• GRUPPO DI ESERCIZI
• a. Rispondi alle domande sul brano riguardo all'atteggiamento degli italiani, una per riga.
(i) Quale frase, secondo il brano, gli italiani tendono a dirsi?
(ii) In quale periodo molti vedono incombere i pericoli di cui parla il brano?
(iii) Di che cosa preferiamo godere prima, secondo il brano?
• b. Cita il brano sull'atteggiamento degli italiani da «È un tradizionale» a «paure, nelle mascherine.».

• BRANO ESTRATTO

....

È un tradizionale atteggiamento degli italiani la propensione a non fasciarsi la testa prima di cadere, ed a dirsi «quando un evento verrà, cercheremo di fronteggiarlo. Vedremo di cavarcela». Sta avvenendo così anche per i pericoli che per molti incombono nel prossimo autunno, sia in materia di eventuale ritorno dell’epidemia, sia in materia di probabile crisi dell’economia e dell’occupazione. Ci sembrano pericoli lontani e preferiamo non pensarci adesso; prima godiamoci l’aria del mare e dei monti, dopo tanta reclusione nelle case, nelle paure, nelle mascherine.

....

(Voci memorizzate)
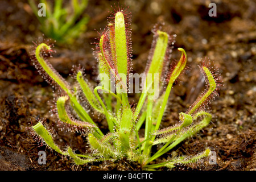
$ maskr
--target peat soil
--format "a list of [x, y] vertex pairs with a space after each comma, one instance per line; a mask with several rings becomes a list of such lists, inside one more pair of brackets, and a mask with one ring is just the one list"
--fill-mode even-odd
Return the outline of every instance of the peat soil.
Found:
[[[213, 1], [217, 16], [208, 15], [208, 1], [120, 1], [132, 13], [133, 72], [143, 72], [154, 24], [177, 35], [172, 60], [178, 60], [179, 47], [188, 55], [188, 67], [174, 85], [161, 127], [174, 125], [178, 113], [185, 111], [205, 89], [197, 66], [207, 56], [217, 66], [224, 85], [211, 102], [210, 124], [196, 136], [181, 143], [159, 159], [194, 155], [207, 147], [216, 154], [216, 163], [205, 159], [172, 170], [255, 170], [256, 3], [254, 1]], [[69, 81], [72, 65], [80, 64], [86, 78], [96, 84], [96, 60], [92, 54], [94, 38], [107, 24], [113, 1], [89, 1], [86, 13], [90, 16], [87, 31], [73, 45], [56, 43], [49, 61]], [[0, 170], [141, 170], [138, 164], [123, 159], [84, 166], [74, 165], [35, 140], [30, 127], [44, 119], [57, 135], [56, 142], [69, 144], [77, 151], [86, 148], [79, 133], [60, 131], [50, 111], [57, 93], [34, 68], [30, 59], [32, 41], [42, 36], [40, 24], [26, 1], [1, 1], [0, 5]], [[46, 39], [47, 38], [45, 38]], [[136, 96], [131, 95], [137, 102]], [[104, 121], [97, 121], [106, 131]], [[159, 146], [160, 147], [160, 146]], [[157, 148], [155, 148], [156, 150]], [[39, 165], [39, 151], [46, 152], [46, 164]], [[162, 168], [160, 170], [167, 170]]]

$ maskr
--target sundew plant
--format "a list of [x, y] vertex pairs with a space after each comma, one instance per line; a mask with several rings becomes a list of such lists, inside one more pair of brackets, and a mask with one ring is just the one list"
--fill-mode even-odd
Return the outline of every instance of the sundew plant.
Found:
[[[59, 122], [66, 128], [75, 129], [87, 135], [90, 152], [76, 154], [71, 147], [61, 149], [54, 141], [49, 127], [42, 121], [32, 126], [34, 134], [55, 151], [69, 156], [77, 165], [123, 158], [136, 162], [144, 170], [161, 167], [172, 168], [177, 163], [193, 163], [209, 155], [205, 148], [194, 156], [181, 156], [162, 160], [156, 159], [170, 151], [184, 140], [196, 134], [207, 126], [212, 115], [207, 106], [217, 96], [220, 85], [217, 69], [209, 60], [203, 60], [199, 69], [206, 81], [206, 89], [185, 113], [179, 113], [177, 124], [160, 129], [167, 107], [174, 83], [186, 67], [187, 54], [184, 49], [178, 61], [171, 63], [171, 54], [176, 35], [163, 31], [160, 26], [153, 29], [153, 41], [144, 73], [133, 74], [131, 42], [131, 13], [122, 7], [113, 8], [108, 24], [94, 43], [94, 54], [98, 62], [98, 86], [92, 88], [84, 78], [82, 69], [75, 73], [76, 84], [71, 85], [55, 71], [45, 56], [52, 50], [51, 46], [40, 43], [32, 58], [36, 68], [53, 86], [59, 88], [56, 98], [56, 113]], [[141, 77], [139, 89], [133, 80]], [[129, 102], [129, 92], [139, 96], [136, 104]], [[86, 101], [81, 97], [86, 98]], [[88, 109], [88, 107], [89, 110]], [[94, 113], [103, 116], [109, 127], [103, 133], [92, 119]], [[144, 130], [143, 136], [139, 135]], [[155, 145], [162, 147], [158, 151]]]

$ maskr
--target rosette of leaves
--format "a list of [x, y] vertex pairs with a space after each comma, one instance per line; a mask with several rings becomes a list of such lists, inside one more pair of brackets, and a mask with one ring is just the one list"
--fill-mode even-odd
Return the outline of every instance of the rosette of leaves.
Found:
[[[178, 48], [181, 53], [180, 60], [174, 64], [170, 63], [176, 35], [155, 27], [142, 92], [138, 93], [139, 100], [136, 106], [132, 106], [128, 100], [132, 49], [129, 29], [131, 14], [127, 11], [122, 7], [116, 9], [109, 18], [107, 30], [100, 34], [96, 43], [94, 53], [102, 80], [96, 88], [89, 86], [81, 70], [76, 73], [76, 84], [71, 86], [66, 82], [44, 58], [44, 55], [51, 51], [51, 46], [45, 43], [36, 47], [33, 59], [39, 73], [62, 91], [56, 102], [60, 121], [70, 127], [86, 129], [86, 142], [93, 152], [76, 154], [70, 147], [61, 150], [41, 122], [34, 126], [33, 130], [49, 147], [71, 156], [80, 165], [126, 158], [141, 164], [143, 169], [171, 168], [176, 163], [193, 163], [208, 156], [210, 150], [205, 148], [196, 156], [182, 156], [154, 163], [155, 159], [209, 124], [212, 115], [204, 109], [217, 95], [219, 75], [213, 67], [209, 66], [209, 62], [203, 61], [199, 67], [205, 77], [207, 89], [187, 112], [179, 114], [177, 124], [160, 129], [173, 84], [186, 66], [187, 54], [183, 48]], [[79, 98], [81, 94], [86, 98], [86, 104]], [[92, 117], [94, 111], [88, 111], [85, 105], [89, 105], [90, 110], [104, 115], [108, 124], [108, 133], [104, 134], [101, 131]], [[139, 130], [143, 125], [144, 134], [139, 136]], [[153, 152], [152, 146], [160, 143], [162, 148]]]

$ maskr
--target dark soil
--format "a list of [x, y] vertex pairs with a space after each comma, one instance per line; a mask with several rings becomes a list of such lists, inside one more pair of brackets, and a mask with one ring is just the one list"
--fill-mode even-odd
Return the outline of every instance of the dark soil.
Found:
[[[57, 130], [51, 115], [53, 89], [38, 74], [30, 59], [32, 41], [42, 33], [27, 1], [1, 1], [0, 5], [0, 170], [140, 170], [125, 159], [115, 163], [74, 165], [35, 141], [30, 127], [37, 119], [46, 122], [58, 133], [56, 142], [69, 143], [82, 151], [84, 136]], [[216, 1], [217, 16], [208, 15], [205, 1], [120, 1], [132, 13], [133, 72], [144, 71], [152, 35], [158, 22], [177, 34], [172, 59], [178, 47], [188, 55], [186, 70], [174, 86], [170, 104], [162, 127], [173, 125], [178, 113], [185, 111], [204, 89], [197, 65], [209, 57], [219, 68], [224, 85], [220, 97], [212, 101], [213, 118], [196, 136], [180, 143], [163, 156], [196, 155], [206, 147], [216, 152], [217, 164], [207, 160], [173, 170], [255, 170], [256, 3], [253, 1]], [[91, 17], [86, 32], [73, 45], [57, 45], [49, 60], [65, 78], [73, 65], [85, 68], [87, 77], [95, 80], [97, 62], [92, 55], [100, 31], [107, 24], [114, 1], [90, 1], [86, 13]], [[191, 90], [194, 90], [192, 92]], [[138, 98], [134, 97], [135, 101]], [[106, 126], [99, 122], [101, 129]], [[38, 163], [39, 151], [46, 151], [46, 165]], [[161, 170], [167, 170], [163, 168]]]

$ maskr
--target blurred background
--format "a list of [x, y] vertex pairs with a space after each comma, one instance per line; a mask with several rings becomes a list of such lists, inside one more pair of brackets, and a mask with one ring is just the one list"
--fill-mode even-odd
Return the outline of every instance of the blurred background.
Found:
[[[36, 5], [40, 2], [34, 2]], [[196, 154], [208, 146], [216, 151], [217, 164], [190, 166], [189, 169], [255, 170], [255, 1], [89, 0], [82, 1], [83, 8], [76, 6], [77, 11], [74, 11], [72, 1], [66, 0], [61, 3], [63, 7], [56, 7], [59, 10], [56, 14], [53, 2], [57, 1], [46, 2], [52, 6], [52, 11], [51, 18], [47, 16], [47, 23], [43, 18], [43, 20], [37, 18], [29, 1], [0, 2], [0, 151], [3, 152], [0, 154], [0, 169], [71, 169], [68, 163], [50, 152], [48, 155], [52, 155], [52, 161], [46, 166], [39, 166], [35, 162], [39, 150], [28, 127], [31, 123], [36, 122], [33, 118], [46, 118], [52, 122], [54, 116], [49, 112], [53, 104], [52, 89], [39, 75], [30, 59], [32, 42], [59, 39], [55, 43], [56, 52], [49, 59], [53, 67], [72, 81], [69, 74], [72, 65], [80, 64], [85, 68], [86, 77], [93, 82], [97, 62], [92, 50], [95, 45], [90, 43], [98, 36], [97, 31], [100, 32], [106, 27], [107, 17], [113, 10], [111, 6], [119, 5], [129, 7], [132, 14], [130, 28], [134, 73], [144, 71], [152, 40], [151, 30], [156, 23], [164, 23], [165, 28], [177, 35], [172, 59], [179, 59], [177, 48], [182, 47], [187, 52], [188, 68], [172, 90], [163, 127], [176, 122], [179, 112], [185, 111], [205, 89], [197, 67], [202, 59], [209, 57], [221, 74], [224, 85], [218, 92], [220, 97], [210, 105], [214, 117], [212, 123], [195, 140], [176, 148], [175, 152]], [[216, 16], [209, 15], [210, 3], [216, 5]], [[71, 14], [74, 15], [72, 24], [67, 30], [61, 28], [61, 26], [68, 24]], [[86, 19], [83, 19], [84, 17]], [[79, 22], [82, 23], [79, 25]], [[49, 28], [51, 23], [53, 24]], [[54, 36], [60, 34], [63, 34], [59, 37]], [[131, 96], [135, 101], [138, 99], [136, 96]], [[52, 125], [54, 126], [54, 123]], [[75, 142], [63, 134], [64, 139], [62, 141], [60, 139], [60, 142]], [[77, 141], [73, 146], [81, 146], [83, 138], [79, 135], [74, 137]], [[92, 165], [90, 168], [80, 167], [85, 170], [102, 169], [101, 164]]]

....

• SOLUZIONI SEGUENTI
• a.
(i) «quando un evento verrà, cercheremo di fronteggiarlo. Vedremo di cavarcela»
(ii) Nel prossimo autunno.
(iii) Dell'aria del mare e dei monti.

• b.
È un tradizionale atteggiamento degli italiani la propensione a non fasciarsi la testa prima di cadere, ed a dirsi «quando un evento verrà, cercheremo di fronteggiarlo. Vedremo di cavarcela». Sta avvenendo così anche per i pericoli che per molti incombono nel prossimo autunno, sia in materia di eventuale ritorno dell’epidemia, sia in materia di probabile crisi dell’economia e dell’occupazione. Ci sembrano pericoli lontani e preferiamo non pensarci adesso; prima godiamoci l’aria del mare e dei monti, dopo tanta reclusione nelle case, nelle paure, nelle mascherine.